-- To be done --
Rewrite the items starting with the line with "Where can the shirt collar" and going on through the line with "<point>325,341</point>", keeping every line, with the answer point coordinates scaled by 1.1 and rounded to whole numbers (halves up). Leave the requests and the sample points unchanged, and give only these lines.

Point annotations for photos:

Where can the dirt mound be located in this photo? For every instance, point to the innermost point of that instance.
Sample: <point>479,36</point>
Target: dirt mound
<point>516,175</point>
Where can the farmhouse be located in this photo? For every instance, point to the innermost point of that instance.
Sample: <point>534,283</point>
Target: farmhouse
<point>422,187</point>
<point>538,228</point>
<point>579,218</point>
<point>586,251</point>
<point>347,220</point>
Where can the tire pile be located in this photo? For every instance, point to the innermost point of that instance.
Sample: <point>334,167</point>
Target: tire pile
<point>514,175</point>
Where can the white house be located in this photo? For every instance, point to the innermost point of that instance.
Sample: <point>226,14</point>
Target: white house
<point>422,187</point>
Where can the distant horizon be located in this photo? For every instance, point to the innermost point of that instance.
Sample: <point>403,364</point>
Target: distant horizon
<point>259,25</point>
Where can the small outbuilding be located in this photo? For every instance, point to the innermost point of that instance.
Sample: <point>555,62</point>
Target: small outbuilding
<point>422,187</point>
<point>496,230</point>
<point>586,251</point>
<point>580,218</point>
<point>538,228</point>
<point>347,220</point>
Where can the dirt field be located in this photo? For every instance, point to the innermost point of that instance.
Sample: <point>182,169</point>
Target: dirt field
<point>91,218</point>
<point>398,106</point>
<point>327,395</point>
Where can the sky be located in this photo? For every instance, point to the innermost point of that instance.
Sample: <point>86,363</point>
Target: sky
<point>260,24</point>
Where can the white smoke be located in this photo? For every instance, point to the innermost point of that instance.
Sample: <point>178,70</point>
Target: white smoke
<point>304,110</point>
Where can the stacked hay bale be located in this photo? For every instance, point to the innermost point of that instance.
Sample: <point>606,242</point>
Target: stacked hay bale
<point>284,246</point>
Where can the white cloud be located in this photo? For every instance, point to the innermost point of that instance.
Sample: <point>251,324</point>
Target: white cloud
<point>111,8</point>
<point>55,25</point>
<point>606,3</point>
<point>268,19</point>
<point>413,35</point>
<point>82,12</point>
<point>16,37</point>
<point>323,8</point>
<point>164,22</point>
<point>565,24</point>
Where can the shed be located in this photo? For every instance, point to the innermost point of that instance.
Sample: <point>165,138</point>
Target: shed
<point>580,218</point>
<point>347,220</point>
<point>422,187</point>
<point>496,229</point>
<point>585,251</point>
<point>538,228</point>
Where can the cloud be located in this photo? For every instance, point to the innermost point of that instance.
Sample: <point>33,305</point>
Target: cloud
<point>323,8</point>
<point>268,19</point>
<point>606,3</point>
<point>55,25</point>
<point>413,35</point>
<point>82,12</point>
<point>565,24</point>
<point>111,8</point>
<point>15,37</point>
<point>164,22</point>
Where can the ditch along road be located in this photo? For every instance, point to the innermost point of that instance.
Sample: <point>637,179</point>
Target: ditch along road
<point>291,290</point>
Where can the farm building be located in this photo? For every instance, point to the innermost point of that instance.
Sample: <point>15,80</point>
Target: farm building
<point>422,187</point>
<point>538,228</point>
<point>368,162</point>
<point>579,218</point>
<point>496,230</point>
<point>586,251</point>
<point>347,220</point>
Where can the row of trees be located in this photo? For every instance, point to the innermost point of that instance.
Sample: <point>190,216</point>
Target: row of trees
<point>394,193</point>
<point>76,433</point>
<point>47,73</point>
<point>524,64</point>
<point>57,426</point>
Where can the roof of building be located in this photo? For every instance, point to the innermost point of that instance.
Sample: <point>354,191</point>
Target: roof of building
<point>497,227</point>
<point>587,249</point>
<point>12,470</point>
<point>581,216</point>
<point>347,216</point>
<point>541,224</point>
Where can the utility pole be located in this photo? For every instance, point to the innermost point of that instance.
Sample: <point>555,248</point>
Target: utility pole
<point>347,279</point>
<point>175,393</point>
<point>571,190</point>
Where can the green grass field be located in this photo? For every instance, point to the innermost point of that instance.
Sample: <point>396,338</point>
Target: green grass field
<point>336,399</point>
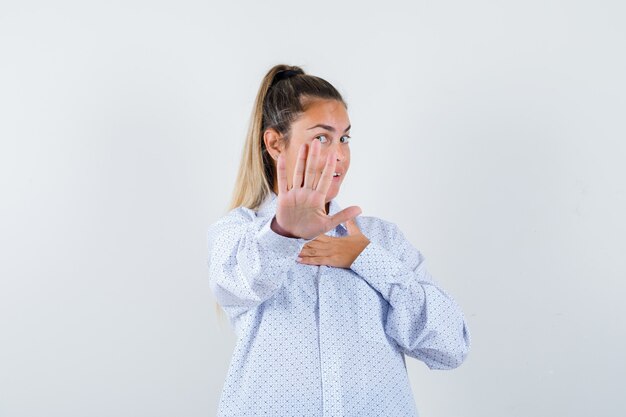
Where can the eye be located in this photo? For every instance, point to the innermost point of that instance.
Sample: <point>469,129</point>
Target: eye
<point>320,138</point>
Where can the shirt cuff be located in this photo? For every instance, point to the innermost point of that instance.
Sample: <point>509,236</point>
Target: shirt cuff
<point>279,244</point>
<point>378,264</point>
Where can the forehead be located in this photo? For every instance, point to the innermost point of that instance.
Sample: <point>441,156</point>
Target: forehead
<point>329,112</point>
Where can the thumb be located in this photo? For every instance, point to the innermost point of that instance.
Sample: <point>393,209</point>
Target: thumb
<point>345,215</point>
<point>353,229</point>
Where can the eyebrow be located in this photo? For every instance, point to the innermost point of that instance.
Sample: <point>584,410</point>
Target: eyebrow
<point>332,129</point>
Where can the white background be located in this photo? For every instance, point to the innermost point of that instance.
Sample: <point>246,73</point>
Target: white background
<point>493,133</point>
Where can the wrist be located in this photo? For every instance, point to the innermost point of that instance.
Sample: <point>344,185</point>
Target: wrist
<point>278,229</point>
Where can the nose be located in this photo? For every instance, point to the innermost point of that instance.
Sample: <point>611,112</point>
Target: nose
<point>339,153</point>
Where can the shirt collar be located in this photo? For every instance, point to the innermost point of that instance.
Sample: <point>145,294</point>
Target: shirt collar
<point>268,207</point>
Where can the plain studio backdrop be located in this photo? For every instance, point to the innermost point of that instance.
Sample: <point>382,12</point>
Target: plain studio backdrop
<point>491,132</point>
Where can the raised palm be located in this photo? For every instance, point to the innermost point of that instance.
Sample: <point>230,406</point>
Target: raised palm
<point>301,210</point>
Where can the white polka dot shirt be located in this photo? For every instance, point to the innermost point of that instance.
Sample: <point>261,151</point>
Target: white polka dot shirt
<point>325,341</point>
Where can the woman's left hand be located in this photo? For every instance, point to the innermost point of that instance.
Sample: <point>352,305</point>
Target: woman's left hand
<point>339,252</point>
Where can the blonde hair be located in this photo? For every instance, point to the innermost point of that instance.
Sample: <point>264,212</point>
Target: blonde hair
<point>284,94</point>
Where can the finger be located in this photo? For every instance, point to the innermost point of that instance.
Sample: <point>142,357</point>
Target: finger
<point>327,174</point>
<point>311,163</point>
<point>282,174</point>
<point>353,229</point>
<point>344,215</point>
<point>298,173</point>
<point>314,252</point>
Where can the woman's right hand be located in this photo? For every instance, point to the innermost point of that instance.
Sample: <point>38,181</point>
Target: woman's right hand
<point>301,210</point>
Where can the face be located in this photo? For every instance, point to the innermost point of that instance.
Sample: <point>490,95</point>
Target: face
<point>325,121</point>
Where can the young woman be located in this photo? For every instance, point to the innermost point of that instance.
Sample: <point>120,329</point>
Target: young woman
<point>325,303</point>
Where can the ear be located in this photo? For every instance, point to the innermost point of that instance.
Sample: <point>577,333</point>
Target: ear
<point>273,142</point>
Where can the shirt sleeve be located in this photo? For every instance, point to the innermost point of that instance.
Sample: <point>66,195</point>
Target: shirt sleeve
<point>422,318</point>
<point>247,260</point>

-- Answer to this exercise --
Where can the shirt collar be located in this photo? For every instance, point to the innermost point of that instance.
Sample: <point>145,294</point>
Target: shirt collar
<point>295,228</point>
Where can the plain studio backdrop be located in this photo? For every instance, point to the innermost point of that instance.
Sample: <point>382,12</point>
Target: plain studio backdrop
<point>540,145</point>
Where can the raised palm be located in this photo? For every instance, point to the innermost point of that instance.
Sample: <point>230,406</point>
Target: raised palm
<point>331,231</point>
Where can the white polka dot shirt be located in this photo? For every instance, point to the innermost point of that instance.
Sample: <point>261,151</point>
Target: white polka dot shirt
<point>358,375</point>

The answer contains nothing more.